List every person named in the harbor travel text below.

## SOURCE PASSAGE
##########

The Naval Museum, appropriately, is along the harbor which encourages me to stroll the busy port and the nearby public gardens with its monument to Giuseppe Garibaldi. Garibaldi is a most honored patriot who was instrumental in the unification of Italy in 1871.
An interesting tidbit of history – Garibaldi volunteered his services to President Abraham Lincoln who invited him to serve as a major general during the American Civil War. Garibaldi required two things: that slavery would be abolished and he be given full command of the Union Army. Neither demand could be met so Garibaldi stayed home. The Americans got Ulysses S. Grant, a great general and pretty good President.
At the opposite end of the gardens is the Palazzo Contesso Vivaldi. The building is modern, by Italian standards, having been built as a hotel in the 1920s. However, it is quite ornate. The most-talked about feature is the corner lamppost with its wrought iron dragonfly. The balconies are lovely. For one who loves architecture, the Palazzo is worth a few minutes of admiration. In front of the palazzo is a modern plaza with a series of mirrored arches and fountains, an ideal spot to find a cafe and enjoy lunch. There are few people to be seen except for a local and her two dachshunds.
A stroll at the harbor includes the beautiful, modern Ponte Thaon di Revel. This white cable bridge reaches from the gardens across the harbor to Porto Mirabello. It spans clear blue waters, port activity, and offers nice views. The bridge is designed to rise in the middle to allow the taller ships to pass. Beneath are the fishermen nets and boats which bring in my pulpo fresh daily.
The lovely Passeggita Costantino Morin is a long stretch of park along the waterfront. This cobbled walkway is lined with palms, benches and affords beautiful views. It is a center of activity and perfect spot to relax and sample café life. Like the elderly couple with exuberant puppy, we sit for hours watching life. The pidgins are pesky but I find discussing “pidgin pie” tends to move them on. I need that exuberant puppy.

##########

## EXTRACTED DATA

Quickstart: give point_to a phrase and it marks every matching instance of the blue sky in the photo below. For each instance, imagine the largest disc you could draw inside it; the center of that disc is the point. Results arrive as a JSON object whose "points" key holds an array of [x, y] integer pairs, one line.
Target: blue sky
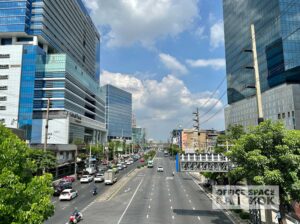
{"points": [[169, 54]]}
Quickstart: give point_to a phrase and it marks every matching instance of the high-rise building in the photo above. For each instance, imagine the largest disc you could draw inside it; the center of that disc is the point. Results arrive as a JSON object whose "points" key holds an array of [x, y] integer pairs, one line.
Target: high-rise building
{"points": [[277, 31], [49, 49], [118, 112], [138, 136]]}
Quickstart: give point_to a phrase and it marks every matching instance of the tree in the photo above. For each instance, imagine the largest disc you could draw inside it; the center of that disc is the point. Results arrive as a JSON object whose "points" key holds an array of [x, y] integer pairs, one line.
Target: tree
{"points": [[24, 198], [269, 155]]}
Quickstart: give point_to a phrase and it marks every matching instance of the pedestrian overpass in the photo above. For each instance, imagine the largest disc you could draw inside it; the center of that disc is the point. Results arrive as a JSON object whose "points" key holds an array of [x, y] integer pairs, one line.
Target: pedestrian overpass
{"points": [[204, 162]]}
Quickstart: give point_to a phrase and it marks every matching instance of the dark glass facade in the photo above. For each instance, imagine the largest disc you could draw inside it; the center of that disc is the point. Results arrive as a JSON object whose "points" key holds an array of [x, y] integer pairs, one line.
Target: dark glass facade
{"points": [[30, 54], [118, 112], [278, 44]]}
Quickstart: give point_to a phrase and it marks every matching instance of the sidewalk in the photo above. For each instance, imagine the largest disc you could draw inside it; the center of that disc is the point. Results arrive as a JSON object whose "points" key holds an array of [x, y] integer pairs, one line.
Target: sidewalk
{"points": [[199, 179]]}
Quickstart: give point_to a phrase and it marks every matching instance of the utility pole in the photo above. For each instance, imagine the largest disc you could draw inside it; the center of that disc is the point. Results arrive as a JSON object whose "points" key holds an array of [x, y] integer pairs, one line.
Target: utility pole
{"points": [[197, 127], [46, 129], [256, 73]]}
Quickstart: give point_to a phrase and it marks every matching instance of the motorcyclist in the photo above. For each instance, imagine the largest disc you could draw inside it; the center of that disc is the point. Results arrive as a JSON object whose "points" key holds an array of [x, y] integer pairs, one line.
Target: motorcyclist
{"points": [[76, 212], [95, 190]]}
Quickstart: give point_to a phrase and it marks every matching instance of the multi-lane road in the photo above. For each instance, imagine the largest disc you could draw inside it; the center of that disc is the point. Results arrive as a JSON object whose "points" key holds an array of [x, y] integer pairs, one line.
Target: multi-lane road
{"points": [[156, 198], [63, 209]]}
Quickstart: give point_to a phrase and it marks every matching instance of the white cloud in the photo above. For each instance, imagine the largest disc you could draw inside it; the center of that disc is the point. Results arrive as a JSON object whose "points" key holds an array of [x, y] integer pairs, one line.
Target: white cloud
{"points": [[216, 64], [134, 21], [161, 106], [200, 32], [172, 63], [217, 35]]}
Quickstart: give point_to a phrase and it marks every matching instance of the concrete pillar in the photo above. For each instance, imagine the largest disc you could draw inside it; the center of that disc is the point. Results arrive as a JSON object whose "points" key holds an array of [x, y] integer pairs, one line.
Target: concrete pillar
{"points": [[45, 47], [14, 40], [35, 40]]}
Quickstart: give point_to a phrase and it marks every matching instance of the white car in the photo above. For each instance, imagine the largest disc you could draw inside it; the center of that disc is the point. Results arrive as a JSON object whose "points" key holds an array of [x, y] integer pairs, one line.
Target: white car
{"points": [[99, 177], [86, 179], [160, 169], [68, 194]]}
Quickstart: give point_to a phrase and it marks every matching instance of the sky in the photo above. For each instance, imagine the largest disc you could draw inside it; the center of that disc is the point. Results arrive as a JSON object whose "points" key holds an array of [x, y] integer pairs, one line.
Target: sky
{"points": [[170, 55]]}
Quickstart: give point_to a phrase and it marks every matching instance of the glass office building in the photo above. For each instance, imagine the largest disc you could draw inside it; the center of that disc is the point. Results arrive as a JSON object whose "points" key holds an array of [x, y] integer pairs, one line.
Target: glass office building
{"points": [[278, 47], [56, 26], [118, 112], [50, 49]]}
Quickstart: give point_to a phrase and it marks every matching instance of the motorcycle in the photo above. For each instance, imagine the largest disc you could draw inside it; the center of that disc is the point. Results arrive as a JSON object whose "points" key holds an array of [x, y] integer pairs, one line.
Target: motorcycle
{"points": [[94, 192], [75, 218]]}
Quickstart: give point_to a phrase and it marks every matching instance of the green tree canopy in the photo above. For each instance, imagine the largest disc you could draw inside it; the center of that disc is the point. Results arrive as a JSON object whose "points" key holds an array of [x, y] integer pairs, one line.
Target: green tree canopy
{"points": [[269, 155], [24, 198]]}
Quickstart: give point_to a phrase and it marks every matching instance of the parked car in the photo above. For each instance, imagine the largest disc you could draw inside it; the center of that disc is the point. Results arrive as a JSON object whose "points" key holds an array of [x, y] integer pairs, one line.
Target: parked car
{"points": [[62, 185], [69, 178], [86, 179], [99, 177], [68, 194], [160, 169]]}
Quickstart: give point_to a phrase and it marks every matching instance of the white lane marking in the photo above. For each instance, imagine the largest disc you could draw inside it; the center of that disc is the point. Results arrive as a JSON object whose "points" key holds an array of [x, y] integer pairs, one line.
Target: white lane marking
{"points": [[130, 201]]}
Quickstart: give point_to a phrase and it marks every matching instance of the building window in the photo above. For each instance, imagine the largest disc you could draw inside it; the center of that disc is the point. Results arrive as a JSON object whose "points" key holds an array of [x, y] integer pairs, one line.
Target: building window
{"points": [[4, 56], [2, 77], [6, 41], [24, 39], [4, 66]]}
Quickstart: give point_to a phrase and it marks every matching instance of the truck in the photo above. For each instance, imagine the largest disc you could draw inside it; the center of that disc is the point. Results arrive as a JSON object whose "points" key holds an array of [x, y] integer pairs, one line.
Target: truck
{"points": [[91, 170], [150, 164], [110, 177]]}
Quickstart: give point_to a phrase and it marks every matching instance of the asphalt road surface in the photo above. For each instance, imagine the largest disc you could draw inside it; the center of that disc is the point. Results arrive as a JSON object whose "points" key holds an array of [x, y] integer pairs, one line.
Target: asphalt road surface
{"points": [[156, 198], [63, 209]]}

##########

## ANSWER TO THE PROBLEM
Giuseppe Garibaldi, Abraham Lincoln, Ulysses S. Grant